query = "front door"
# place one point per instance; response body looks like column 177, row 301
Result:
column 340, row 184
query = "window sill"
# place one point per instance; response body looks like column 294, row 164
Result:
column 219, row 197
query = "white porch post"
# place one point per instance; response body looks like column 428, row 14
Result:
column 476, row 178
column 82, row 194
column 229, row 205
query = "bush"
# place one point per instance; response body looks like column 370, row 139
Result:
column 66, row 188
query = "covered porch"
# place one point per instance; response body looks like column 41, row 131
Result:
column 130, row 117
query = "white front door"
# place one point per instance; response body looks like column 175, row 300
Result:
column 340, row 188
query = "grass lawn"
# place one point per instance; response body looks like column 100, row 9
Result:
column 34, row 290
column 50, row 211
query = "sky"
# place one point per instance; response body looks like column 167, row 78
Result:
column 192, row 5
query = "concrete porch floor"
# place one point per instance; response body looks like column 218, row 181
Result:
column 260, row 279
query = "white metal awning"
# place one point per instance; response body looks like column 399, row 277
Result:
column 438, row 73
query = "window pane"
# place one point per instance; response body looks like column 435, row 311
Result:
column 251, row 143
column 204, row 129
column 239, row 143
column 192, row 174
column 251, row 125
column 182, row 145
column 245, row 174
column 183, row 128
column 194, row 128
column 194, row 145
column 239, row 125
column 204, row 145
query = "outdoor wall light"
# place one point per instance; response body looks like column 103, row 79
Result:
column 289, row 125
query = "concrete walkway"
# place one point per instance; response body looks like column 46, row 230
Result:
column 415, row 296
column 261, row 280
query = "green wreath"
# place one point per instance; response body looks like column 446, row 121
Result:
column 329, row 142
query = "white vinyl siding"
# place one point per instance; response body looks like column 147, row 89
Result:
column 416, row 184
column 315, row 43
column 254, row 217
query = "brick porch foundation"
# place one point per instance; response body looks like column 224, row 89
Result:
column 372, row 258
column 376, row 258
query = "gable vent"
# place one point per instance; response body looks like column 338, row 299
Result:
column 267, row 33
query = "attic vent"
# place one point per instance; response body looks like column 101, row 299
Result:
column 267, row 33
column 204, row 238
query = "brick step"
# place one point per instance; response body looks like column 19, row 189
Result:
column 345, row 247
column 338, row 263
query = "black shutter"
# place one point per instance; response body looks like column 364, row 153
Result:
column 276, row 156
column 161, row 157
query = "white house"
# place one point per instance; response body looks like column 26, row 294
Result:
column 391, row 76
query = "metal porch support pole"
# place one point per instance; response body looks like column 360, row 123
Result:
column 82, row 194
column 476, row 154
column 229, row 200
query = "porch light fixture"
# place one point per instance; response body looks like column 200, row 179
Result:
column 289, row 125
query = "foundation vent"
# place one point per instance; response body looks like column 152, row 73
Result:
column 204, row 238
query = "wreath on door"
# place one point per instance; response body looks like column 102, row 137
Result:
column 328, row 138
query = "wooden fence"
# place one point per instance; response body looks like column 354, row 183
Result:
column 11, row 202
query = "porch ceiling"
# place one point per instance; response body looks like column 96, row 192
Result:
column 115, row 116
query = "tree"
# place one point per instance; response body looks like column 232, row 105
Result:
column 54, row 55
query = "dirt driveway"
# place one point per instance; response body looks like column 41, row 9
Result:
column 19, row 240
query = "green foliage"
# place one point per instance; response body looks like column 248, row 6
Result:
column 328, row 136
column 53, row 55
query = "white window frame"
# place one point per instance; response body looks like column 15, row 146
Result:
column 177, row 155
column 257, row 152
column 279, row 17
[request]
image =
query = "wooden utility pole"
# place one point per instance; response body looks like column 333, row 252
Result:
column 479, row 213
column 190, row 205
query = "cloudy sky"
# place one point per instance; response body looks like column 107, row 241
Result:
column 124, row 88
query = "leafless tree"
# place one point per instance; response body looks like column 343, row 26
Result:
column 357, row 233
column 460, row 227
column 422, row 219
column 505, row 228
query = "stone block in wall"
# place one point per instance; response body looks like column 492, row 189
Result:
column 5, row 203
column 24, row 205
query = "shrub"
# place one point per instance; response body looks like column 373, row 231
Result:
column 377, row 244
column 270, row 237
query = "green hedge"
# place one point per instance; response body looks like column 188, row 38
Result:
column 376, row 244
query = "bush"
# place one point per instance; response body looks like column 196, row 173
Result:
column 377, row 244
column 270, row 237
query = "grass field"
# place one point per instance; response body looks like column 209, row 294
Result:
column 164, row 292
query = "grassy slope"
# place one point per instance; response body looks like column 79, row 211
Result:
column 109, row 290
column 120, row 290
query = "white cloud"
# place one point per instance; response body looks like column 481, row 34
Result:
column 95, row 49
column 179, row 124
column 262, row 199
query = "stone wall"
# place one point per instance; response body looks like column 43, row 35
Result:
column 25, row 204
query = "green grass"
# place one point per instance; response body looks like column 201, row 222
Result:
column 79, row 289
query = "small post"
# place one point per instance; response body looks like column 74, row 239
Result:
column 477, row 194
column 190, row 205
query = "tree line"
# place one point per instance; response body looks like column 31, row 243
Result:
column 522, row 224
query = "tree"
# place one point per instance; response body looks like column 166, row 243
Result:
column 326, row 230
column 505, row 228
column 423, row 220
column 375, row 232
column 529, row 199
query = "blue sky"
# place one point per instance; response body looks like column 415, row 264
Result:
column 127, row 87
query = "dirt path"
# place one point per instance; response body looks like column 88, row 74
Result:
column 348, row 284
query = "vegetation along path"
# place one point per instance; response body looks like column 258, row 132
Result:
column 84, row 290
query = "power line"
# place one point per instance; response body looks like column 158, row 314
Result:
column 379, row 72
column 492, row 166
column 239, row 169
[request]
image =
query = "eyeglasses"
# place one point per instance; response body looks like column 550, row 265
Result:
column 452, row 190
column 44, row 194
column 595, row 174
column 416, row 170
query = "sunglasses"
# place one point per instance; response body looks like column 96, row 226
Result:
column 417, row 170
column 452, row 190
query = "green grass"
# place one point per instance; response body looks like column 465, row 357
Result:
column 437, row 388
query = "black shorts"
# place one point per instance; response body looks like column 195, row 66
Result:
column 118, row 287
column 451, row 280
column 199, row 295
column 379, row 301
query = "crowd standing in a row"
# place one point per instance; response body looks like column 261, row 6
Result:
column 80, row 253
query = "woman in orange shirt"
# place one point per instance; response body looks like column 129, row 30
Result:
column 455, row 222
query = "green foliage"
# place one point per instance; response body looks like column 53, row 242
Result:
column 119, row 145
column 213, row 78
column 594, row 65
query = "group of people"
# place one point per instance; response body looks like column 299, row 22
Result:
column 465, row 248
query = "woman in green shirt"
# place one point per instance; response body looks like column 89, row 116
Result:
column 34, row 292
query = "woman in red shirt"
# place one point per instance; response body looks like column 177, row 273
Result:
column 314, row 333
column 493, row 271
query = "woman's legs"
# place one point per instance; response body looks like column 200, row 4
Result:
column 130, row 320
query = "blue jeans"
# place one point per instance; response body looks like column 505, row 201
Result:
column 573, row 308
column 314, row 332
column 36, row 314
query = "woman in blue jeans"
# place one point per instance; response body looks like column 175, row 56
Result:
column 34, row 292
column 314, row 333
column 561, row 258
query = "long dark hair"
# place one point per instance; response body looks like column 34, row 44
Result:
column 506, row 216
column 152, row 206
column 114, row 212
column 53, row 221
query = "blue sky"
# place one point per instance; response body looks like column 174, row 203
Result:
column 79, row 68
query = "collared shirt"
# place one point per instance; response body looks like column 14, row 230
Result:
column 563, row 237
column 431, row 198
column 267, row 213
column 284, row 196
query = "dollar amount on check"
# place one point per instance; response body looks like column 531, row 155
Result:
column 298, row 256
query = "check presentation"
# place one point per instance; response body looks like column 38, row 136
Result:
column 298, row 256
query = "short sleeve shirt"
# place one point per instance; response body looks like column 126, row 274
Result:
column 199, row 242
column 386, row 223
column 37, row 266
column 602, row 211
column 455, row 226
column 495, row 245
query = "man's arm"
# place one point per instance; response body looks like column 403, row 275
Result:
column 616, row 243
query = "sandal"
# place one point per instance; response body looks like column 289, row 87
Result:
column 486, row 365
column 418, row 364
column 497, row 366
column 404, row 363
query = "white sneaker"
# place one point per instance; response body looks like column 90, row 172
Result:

__WORK REQUIRED__:
Scan the records above for the word "blue". Show each line in which it appears.

__FINISHED EXERCISE__:
query = "blue sky"
query = "blue jeans"
query = "woman in blue jeans"
query = "blue sky"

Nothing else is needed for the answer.